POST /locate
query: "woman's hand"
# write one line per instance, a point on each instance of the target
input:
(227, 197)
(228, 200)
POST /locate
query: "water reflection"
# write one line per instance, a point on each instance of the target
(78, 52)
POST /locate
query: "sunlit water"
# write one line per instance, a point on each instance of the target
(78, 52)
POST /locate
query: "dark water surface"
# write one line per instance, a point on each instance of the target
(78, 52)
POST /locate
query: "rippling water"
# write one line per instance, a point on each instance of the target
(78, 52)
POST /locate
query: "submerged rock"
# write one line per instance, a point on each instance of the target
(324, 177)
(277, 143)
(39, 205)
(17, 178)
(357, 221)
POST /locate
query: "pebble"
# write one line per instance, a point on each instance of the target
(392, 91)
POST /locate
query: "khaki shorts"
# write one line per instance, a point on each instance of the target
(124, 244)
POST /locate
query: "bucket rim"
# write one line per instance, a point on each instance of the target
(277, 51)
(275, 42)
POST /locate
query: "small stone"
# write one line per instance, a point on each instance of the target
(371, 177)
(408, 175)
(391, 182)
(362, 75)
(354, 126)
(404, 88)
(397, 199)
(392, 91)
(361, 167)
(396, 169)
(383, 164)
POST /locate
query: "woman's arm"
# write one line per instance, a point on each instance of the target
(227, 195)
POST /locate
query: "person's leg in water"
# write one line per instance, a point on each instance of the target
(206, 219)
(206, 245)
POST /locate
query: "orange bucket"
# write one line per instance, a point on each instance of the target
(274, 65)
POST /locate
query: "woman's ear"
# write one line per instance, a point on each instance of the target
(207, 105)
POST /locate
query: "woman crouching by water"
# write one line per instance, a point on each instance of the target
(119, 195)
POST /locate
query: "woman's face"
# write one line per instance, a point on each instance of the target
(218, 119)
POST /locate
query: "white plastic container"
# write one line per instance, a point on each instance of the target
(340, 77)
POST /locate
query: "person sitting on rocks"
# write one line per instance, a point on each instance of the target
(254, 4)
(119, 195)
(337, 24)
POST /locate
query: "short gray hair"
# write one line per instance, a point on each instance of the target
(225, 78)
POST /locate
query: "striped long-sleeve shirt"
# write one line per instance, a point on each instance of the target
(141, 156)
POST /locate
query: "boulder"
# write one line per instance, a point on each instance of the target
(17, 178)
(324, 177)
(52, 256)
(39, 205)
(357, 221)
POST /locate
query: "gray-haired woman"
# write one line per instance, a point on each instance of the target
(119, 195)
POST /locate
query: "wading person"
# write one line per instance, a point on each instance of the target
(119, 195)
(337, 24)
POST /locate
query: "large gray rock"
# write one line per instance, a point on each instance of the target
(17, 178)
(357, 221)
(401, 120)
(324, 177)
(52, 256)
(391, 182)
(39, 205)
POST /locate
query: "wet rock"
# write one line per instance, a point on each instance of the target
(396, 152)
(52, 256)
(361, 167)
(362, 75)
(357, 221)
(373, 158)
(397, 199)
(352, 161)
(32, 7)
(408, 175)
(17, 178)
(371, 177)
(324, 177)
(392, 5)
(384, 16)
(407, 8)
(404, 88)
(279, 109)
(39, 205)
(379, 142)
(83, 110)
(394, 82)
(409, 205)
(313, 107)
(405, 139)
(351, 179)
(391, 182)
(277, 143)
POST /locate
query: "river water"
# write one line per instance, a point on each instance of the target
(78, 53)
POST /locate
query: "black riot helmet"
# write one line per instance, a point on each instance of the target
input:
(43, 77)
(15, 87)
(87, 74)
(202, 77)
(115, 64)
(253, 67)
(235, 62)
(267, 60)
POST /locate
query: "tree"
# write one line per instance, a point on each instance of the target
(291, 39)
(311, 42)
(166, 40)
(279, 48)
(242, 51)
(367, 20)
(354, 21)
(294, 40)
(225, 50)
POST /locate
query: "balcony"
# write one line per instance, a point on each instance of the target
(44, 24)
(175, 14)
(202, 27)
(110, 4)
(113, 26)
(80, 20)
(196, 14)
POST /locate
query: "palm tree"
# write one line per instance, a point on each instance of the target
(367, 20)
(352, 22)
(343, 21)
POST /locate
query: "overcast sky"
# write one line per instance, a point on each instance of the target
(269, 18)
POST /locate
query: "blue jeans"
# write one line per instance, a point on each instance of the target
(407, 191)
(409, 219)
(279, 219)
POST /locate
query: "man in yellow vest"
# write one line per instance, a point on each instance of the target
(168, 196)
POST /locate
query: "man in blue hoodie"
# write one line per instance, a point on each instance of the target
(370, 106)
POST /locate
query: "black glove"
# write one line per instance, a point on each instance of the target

· · · · · · ·

◆ **Exercise goal**: Report how many lines in the rows above contain the string "gray", with case counting, and give only the number.

◆ **Response for this exercise**: 3